DATA PROVIDED ::

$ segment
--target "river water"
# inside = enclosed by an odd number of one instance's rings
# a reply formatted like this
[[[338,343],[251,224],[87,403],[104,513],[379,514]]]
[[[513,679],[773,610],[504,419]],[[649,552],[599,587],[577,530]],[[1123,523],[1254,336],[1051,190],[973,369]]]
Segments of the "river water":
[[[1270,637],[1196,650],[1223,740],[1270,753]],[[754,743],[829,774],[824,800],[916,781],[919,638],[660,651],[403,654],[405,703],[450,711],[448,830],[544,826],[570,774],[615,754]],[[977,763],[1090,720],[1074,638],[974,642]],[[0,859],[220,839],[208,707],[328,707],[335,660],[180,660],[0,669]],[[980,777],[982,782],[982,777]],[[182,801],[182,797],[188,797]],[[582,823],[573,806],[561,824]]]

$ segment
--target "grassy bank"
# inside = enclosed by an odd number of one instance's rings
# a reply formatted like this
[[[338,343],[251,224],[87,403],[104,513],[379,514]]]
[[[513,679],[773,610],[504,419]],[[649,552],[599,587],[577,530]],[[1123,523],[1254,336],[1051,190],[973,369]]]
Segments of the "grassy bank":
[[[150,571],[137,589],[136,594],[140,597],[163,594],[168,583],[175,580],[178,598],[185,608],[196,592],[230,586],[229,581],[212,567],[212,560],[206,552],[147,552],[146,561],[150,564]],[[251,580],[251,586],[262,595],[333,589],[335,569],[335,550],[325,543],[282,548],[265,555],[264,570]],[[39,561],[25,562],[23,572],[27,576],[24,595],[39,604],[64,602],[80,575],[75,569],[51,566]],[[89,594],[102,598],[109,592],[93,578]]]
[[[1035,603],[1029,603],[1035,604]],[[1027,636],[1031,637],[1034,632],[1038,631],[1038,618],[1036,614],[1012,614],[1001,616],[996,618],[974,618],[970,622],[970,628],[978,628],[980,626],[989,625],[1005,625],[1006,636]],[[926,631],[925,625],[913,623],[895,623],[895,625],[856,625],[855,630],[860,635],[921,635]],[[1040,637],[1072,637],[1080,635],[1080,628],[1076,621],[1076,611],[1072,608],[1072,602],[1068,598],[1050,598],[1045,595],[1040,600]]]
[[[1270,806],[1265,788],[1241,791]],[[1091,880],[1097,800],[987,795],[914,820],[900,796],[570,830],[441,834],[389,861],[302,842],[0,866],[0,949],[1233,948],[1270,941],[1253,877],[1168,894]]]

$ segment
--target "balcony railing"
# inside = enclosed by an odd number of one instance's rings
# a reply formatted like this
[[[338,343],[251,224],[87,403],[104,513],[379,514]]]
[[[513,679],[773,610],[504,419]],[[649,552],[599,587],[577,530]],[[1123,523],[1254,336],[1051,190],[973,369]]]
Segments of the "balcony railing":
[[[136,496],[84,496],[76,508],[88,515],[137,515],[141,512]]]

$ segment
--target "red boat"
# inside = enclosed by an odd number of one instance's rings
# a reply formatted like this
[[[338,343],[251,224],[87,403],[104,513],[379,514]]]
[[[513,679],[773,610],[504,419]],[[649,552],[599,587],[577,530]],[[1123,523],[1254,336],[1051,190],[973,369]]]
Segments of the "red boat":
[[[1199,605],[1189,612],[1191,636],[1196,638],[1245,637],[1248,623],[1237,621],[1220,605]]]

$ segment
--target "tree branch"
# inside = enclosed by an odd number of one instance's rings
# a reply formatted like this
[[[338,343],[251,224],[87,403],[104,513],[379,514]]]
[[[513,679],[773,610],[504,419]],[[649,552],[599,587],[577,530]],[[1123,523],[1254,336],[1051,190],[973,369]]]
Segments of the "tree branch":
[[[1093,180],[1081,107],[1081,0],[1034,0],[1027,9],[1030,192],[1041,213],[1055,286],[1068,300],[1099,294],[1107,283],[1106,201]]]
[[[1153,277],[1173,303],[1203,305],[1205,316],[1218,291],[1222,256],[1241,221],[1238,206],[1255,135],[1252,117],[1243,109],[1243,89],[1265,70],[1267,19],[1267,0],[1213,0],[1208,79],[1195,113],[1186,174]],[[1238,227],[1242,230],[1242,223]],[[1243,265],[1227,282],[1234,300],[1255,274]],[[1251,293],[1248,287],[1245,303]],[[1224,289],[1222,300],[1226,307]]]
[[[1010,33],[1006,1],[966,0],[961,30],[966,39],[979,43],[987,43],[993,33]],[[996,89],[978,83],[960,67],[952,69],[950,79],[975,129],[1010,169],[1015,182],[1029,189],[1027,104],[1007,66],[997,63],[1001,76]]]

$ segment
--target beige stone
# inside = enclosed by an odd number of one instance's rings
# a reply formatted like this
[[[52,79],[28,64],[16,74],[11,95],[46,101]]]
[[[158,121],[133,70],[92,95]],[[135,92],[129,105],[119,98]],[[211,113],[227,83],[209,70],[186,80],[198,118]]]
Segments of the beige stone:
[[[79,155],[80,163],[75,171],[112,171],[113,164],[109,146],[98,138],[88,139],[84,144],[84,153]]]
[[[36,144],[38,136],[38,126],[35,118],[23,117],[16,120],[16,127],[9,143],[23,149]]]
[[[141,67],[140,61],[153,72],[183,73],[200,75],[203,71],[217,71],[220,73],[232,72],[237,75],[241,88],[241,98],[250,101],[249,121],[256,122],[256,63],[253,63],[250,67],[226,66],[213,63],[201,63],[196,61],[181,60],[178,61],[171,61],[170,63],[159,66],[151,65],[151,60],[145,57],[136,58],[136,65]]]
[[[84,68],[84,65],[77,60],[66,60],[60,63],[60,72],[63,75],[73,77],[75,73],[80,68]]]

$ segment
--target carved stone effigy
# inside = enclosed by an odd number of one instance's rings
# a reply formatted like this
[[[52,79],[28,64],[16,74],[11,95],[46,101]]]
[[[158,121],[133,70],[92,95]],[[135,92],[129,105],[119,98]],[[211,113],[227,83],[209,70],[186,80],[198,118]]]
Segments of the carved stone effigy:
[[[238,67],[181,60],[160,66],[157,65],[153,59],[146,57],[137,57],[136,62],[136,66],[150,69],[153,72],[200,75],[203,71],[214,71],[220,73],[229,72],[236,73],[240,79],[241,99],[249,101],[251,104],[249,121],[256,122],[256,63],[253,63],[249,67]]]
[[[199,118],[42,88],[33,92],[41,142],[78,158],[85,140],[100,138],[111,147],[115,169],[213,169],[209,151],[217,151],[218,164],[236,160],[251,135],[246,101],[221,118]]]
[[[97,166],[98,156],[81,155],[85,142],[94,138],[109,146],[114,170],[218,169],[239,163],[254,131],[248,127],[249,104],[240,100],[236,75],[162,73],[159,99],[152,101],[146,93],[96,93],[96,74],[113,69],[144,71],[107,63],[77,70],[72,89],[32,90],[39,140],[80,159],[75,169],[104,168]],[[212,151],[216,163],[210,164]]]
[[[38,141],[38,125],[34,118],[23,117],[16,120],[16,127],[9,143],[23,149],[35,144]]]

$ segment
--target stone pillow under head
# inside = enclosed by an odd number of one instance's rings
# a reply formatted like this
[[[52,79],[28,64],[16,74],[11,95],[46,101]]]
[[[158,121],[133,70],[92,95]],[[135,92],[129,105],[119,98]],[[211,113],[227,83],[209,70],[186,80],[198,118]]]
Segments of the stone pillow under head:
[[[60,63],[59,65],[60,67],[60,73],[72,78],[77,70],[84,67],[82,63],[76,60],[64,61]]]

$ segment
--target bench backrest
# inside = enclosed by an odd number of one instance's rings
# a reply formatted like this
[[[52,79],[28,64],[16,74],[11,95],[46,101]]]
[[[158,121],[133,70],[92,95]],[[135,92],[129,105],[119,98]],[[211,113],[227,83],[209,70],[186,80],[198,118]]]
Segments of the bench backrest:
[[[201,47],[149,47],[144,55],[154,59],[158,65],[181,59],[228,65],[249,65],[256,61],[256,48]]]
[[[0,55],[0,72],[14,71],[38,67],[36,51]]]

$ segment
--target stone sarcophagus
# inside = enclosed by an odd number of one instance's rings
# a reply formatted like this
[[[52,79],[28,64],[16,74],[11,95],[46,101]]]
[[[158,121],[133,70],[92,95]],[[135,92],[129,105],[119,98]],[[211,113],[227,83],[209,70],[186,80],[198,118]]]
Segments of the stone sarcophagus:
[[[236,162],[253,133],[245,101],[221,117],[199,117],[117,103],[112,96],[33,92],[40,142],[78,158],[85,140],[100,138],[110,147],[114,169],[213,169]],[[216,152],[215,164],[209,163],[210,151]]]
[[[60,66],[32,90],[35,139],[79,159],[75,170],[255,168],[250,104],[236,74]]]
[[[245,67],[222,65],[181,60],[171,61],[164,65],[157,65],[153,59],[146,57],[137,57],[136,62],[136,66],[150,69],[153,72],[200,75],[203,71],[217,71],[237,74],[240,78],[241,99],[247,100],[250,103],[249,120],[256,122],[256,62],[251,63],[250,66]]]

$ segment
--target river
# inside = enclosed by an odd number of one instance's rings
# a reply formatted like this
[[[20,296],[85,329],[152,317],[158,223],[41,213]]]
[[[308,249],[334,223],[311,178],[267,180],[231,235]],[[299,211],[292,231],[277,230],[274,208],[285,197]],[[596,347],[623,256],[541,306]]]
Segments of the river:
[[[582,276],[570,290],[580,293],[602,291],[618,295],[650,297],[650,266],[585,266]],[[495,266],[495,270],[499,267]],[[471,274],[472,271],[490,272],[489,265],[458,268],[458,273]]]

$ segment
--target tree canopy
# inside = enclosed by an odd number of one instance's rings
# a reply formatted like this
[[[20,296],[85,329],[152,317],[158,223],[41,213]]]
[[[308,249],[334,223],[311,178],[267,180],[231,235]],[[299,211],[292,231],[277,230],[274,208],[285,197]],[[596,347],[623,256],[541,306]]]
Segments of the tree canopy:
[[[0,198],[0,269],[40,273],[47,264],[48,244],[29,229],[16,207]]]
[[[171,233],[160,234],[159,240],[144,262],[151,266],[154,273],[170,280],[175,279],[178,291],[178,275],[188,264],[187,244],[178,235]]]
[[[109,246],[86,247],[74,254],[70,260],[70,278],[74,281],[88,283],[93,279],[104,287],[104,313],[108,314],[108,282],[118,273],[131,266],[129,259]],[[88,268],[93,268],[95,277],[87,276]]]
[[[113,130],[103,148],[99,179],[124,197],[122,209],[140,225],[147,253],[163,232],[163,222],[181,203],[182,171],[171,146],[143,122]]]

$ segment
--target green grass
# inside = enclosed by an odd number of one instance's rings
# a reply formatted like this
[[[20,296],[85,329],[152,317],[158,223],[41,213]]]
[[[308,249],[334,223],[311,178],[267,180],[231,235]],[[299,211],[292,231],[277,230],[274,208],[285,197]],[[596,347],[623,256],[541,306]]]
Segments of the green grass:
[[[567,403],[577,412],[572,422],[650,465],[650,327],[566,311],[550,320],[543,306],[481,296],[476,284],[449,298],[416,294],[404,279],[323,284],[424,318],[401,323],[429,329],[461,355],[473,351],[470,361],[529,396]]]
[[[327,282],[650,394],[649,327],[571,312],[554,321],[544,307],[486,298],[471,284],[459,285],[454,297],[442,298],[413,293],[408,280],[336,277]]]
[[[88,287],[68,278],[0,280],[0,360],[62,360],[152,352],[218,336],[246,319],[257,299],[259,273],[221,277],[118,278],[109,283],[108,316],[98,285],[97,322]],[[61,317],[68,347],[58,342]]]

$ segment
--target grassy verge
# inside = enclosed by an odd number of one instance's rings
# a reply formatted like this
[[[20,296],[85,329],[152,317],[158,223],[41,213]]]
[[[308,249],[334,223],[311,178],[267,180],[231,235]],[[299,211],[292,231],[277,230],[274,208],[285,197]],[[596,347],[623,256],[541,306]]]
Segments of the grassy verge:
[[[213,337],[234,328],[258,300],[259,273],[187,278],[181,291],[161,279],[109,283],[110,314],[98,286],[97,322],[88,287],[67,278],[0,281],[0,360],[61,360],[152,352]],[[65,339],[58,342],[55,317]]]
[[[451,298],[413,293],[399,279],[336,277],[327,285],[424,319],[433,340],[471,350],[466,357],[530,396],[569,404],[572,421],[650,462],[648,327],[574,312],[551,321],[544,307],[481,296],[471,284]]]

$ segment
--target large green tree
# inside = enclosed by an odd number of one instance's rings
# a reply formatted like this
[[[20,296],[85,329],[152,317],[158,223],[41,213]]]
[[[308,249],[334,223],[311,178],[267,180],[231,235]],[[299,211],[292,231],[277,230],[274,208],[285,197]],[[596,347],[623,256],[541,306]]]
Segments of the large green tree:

SHORT PROBLEM :: Extract every line of the entries above that contains the string "backrest".

EXERCISE RESPONSE ::
--target bench backrest
Segments of the bench backrest:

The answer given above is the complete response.